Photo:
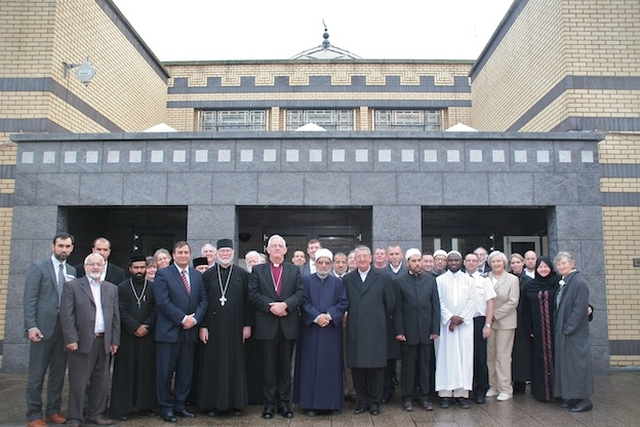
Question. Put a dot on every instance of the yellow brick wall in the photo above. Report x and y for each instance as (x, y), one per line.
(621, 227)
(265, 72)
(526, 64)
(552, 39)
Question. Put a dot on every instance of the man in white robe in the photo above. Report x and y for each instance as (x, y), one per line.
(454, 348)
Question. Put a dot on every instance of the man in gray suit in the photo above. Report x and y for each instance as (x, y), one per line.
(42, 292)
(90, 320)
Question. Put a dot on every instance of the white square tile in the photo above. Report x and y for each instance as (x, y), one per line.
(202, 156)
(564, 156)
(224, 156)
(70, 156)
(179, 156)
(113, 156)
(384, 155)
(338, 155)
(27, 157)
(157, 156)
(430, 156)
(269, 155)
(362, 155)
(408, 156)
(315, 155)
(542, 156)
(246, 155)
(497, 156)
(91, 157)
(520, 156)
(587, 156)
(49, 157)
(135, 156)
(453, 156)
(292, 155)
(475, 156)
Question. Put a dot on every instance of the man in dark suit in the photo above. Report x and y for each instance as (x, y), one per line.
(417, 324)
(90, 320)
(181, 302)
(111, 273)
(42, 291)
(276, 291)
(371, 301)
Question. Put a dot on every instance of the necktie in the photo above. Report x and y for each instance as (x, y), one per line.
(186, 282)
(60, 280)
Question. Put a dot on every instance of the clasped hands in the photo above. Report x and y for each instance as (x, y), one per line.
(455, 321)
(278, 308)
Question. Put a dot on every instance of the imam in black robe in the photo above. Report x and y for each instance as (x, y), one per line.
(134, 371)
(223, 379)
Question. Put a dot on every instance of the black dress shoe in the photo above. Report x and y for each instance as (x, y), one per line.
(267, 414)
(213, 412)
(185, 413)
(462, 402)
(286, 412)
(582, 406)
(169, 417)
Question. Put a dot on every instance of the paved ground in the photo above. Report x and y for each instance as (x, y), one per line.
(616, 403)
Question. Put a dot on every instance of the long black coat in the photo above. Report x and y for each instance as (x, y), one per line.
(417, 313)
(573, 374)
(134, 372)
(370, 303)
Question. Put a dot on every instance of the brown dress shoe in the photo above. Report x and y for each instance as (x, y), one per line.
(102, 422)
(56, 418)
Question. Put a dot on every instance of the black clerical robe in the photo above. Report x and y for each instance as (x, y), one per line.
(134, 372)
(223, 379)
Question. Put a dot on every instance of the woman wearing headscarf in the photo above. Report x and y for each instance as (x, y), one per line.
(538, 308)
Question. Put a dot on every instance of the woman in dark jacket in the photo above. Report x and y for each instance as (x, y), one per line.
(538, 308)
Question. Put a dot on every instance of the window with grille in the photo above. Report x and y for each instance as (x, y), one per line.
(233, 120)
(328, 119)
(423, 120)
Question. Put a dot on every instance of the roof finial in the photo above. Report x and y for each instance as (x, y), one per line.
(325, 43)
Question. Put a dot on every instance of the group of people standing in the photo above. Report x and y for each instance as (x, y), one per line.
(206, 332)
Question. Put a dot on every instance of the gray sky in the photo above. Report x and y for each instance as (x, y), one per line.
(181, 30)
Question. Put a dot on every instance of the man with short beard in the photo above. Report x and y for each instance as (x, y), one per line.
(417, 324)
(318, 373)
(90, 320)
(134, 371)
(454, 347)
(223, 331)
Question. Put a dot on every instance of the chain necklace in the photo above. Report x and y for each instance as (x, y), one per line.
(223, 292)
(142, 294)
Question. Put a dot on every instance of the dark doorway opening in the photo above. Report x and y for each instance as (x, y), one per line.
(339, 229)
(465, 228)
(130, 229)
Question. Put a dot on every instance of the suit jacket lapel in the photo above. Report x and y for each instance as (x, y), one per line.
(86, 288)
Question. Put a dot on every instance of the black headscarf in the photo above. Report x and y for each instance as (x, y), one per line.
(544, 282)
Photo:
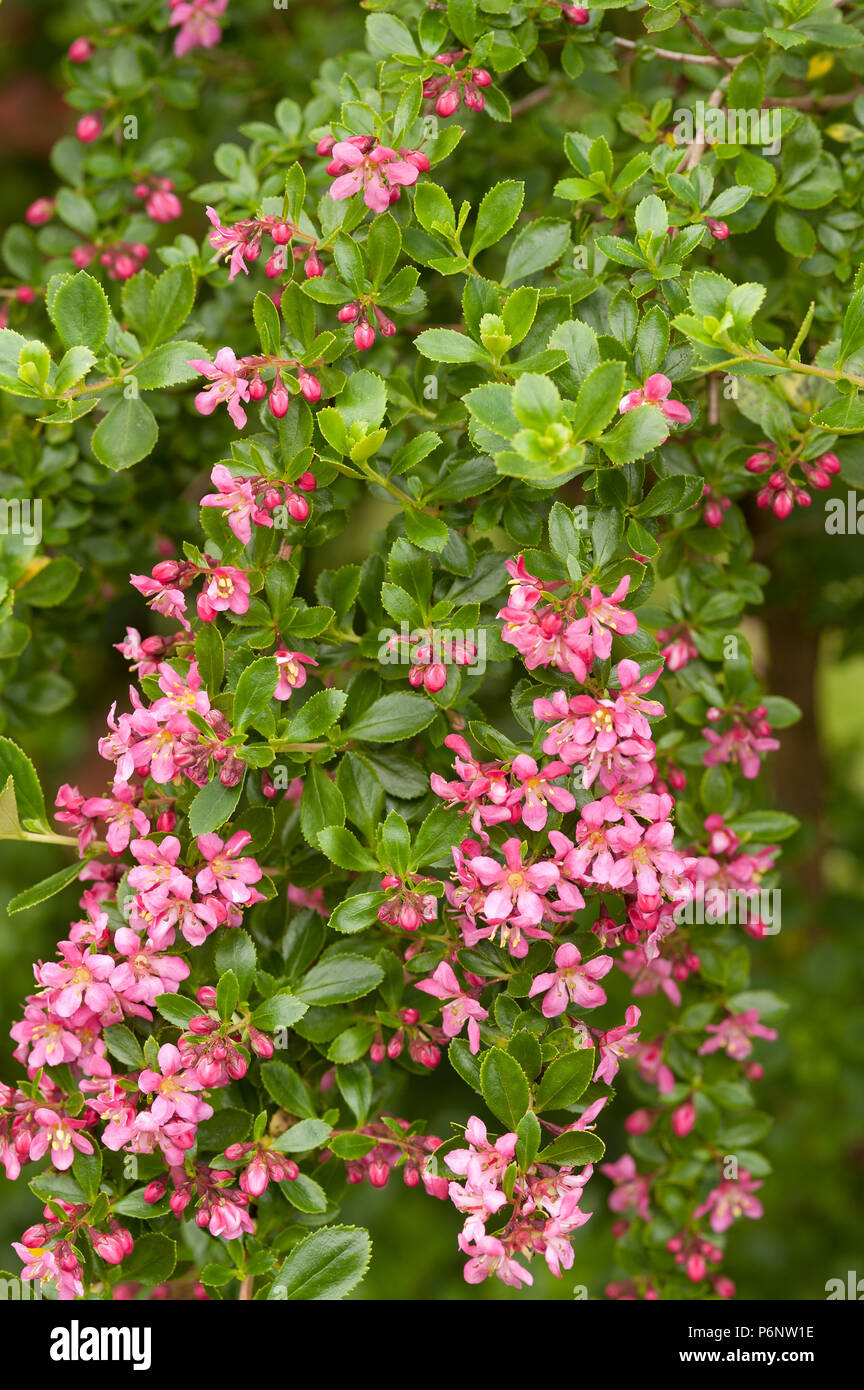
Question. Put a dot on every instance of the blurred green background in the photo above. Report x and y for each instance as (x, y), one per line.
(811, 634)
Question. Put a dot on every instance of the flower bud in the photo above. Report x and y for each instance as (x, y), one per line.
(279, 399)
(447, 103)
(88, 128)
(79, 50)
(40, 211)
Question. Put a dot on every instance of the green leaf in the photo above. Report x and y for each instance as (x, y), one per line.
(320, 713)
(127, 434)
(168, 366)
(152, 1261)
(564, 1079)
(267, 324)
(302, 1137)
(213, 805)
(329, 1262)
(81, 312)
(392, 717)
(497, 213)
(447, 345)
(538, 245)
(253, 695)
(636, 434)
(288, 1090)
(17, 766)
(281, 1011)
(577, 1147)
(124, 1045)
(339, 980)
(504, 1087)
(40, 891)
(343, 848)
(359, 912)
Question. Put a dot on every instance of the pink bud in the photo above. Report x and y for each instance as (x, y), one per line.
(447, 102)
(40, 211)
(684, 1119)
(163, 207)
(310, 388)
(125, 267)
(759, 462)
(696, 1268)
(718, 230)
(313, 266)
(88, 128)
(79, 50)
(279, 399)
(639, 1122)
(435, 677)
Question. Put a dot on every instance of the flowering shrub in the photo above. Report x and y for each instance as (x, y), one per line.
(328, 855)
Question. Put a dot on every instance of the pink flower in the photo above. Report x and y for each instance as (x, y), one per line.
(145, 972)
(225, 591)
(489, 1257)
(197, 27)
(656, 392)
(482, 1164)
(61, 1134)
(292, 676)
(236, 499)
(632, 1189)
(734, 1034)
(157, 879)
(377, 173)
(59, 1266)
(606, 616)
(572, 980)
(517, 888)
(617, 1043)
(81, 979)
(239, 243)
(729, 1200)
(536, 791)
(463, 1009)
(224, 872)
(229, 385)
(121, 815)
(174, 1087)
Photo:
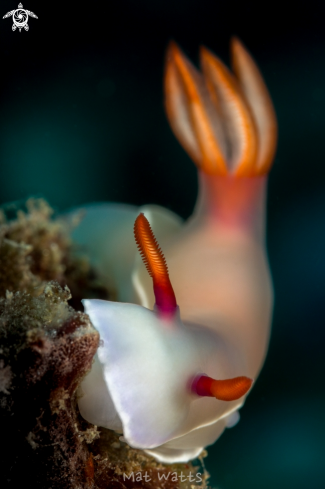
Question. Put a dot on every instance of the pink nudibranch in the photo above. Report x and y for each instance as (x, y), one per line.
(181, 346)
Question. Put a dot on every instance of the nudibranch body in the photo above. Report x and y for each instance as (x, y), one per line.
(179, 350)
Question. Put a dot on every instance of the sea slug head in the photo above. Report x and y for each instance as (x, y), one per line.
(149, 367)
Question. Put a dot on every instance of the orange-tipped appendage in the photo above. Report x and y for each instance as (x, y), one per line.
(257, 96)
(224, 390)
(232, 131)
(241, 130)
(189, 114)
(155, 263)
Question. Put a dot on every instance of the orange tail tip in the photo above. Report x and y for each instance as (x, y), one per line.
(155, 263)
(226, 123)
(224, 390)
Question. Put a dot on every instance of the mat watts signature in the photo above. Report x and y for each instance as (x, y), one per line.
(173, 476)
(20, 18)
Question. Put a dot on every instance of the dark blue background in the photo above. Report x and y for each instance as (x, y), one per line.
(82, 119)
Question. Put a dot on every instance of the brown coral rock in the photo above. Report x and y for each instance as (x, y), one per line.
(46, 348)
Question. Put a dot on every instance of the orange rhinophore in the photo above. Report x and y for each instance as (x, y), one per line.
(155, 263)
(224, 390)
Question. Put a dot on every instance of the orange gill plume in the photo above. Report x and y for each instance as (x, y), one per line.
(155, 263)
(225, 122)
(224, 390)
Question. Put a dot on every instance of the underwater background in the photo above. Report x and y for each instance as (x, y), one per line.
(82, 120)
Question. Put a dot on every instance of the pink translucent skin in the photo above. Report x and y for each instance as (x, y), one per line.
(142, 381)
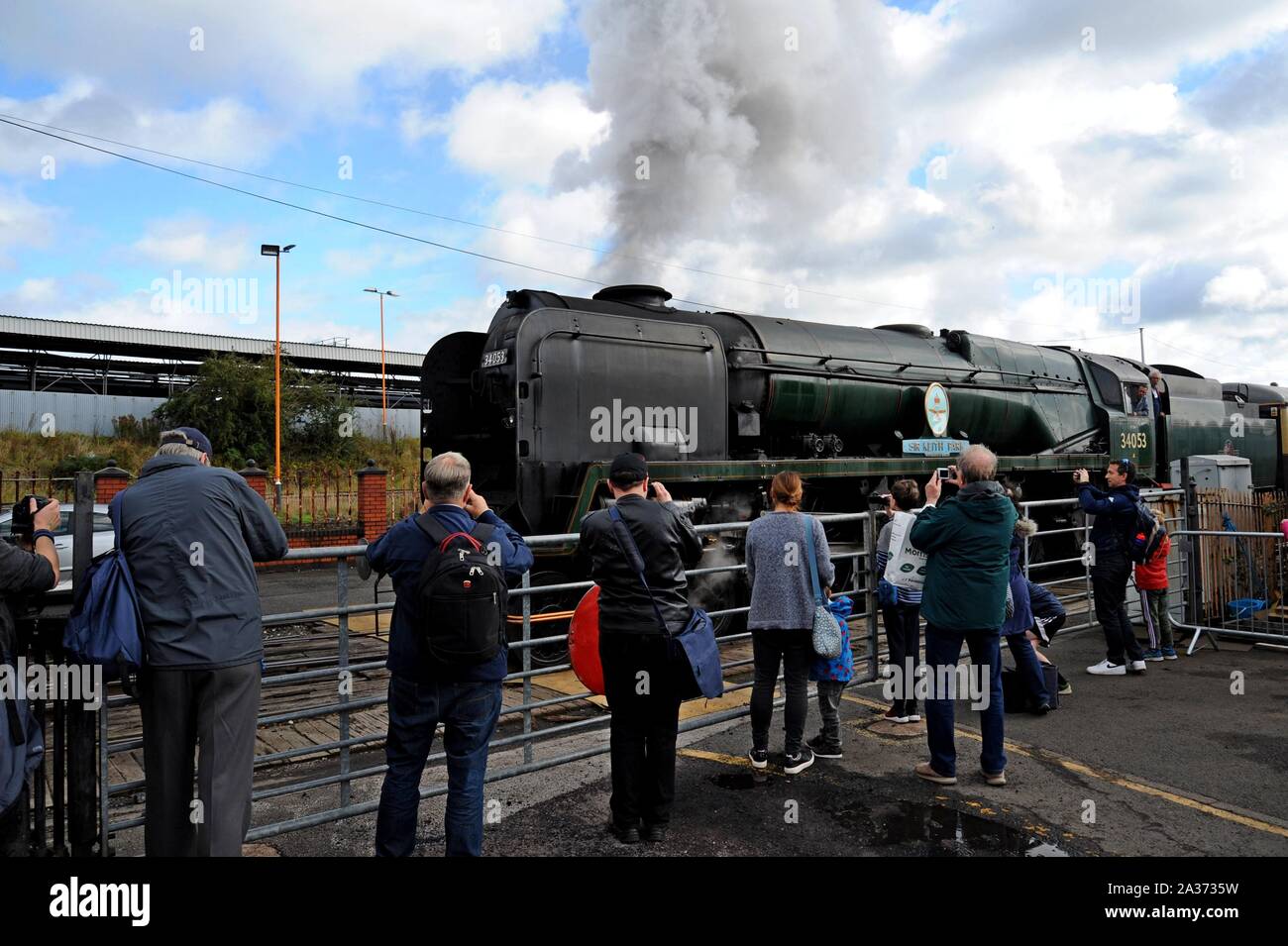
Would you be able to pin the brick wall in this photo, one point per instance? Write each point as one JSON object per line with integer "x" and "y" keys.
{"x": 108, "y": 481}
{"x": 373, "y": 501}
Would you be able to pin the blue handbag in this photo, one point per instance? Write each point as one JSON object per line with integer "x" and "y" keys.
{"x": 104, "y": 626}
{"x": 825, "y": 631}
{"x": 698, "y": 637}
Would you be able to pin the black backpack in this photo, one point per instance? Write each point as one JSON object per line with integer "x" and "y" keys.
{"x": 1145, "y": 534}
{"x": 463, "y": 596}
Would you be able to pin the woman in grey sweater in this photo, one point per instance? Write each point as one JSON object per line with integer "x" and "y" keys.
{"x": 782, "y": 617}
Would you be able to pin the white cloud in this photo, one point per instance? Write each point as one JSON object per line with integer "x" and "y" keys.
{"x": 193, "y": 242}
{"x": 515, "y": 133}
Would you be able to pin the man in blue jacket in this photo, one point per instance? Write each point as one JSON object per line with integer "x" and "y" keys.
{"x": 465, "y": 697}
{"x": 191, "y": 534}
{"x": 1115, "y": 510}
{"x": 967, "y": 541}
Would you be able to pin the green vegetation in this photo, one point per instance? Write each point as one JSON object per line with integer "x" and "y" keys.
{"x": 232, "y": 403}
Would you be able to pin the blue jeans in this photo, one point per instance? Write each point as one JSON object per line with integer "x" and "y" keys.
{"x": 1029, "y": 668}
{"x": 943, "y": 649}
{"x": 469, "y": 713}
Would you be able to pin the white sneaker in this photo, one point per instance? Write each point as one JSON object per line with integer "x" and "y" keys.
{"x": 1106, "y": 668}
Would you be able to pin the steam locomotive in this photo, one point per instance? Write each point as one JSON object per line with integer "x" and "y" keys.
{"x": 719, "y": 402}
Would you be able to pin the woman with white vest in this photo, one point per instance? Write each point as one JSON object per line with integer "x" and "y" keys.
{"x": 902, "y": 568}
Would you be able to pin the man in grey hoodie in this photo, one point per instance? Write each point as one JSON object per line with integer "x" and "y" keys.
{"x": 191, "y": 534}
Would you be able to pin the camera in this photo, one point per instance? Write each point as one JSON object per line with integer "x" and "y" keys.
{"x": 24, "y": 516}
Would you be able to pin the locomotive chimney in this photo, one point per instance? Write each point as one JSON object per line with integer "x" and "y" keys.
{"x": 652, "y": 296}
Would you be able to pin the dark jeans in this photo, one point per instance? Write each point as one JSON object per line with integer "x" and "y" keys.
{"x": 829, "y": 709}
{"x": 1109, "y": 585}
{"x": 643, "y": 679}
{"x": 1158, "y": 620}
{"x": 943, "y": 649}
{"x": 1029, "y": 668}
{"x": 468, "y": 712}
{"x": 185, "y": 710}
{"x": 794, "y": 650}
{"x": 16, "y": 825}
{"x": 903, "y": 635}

+-------+

### Exercise aim
In the material above, the line with "Would you be able to pin the white sneaker" marks the start. Print it and every line after it through the last, exactly.

### Result of this task
Would you be able to pin the white sneaker in this photo, one point per instance? Write each point as one JSON object per line with integer "x" and "y" keys.
{"x": 1106, "y": 668}
Would you be able to pin the steam locomotive in this photo, one point per instance? Write each point as one JSON object per line with integer "x" and "y" keys.
{"x": 719, "y": 402}
Would you be able to pin the woman with white vest in this photo, one point per instance? Write each point as one JSON object per line with integer "x" and "y" keys.
{"x": 902, "y": 568}
Would you be able to pin the man in grey hoodie in this photo, one point per instance? Write each point as one JSON object per line with integer "x" and "y" keys.
{"x": 191, "y": 534}
Would you be able to pin the camera in this photo, one point per instance? Write each point as one JSON object per line with integer "x" and "y" keys.
{"x": 24, "y": 516}
Would you be able to pin the locomotive chimney in this photo, one point per instance? Write each point as one JSON object per line with integer "x" and "y" keys.
{"x": 652, "y": 296}
Would you be able to pin the dark jeans in this photo, one point per instance? Write each point as one JSON object per line with integer "x" and "y" keys.
{"x": 829, "y": 709}
{"x": 1109, "y": 585}
{"x": 643, "y": 679}
{"x": 1158, "y": 620}
{"x": 943, "y": 649}
{"x": 1029, "y": 668}
{"x": 468, "y": 712}
{"x": 185, "y": 710}
{"x": 794, "y": 650}
{"x": 16, "y": 825}
{"x": 903, "y": 635}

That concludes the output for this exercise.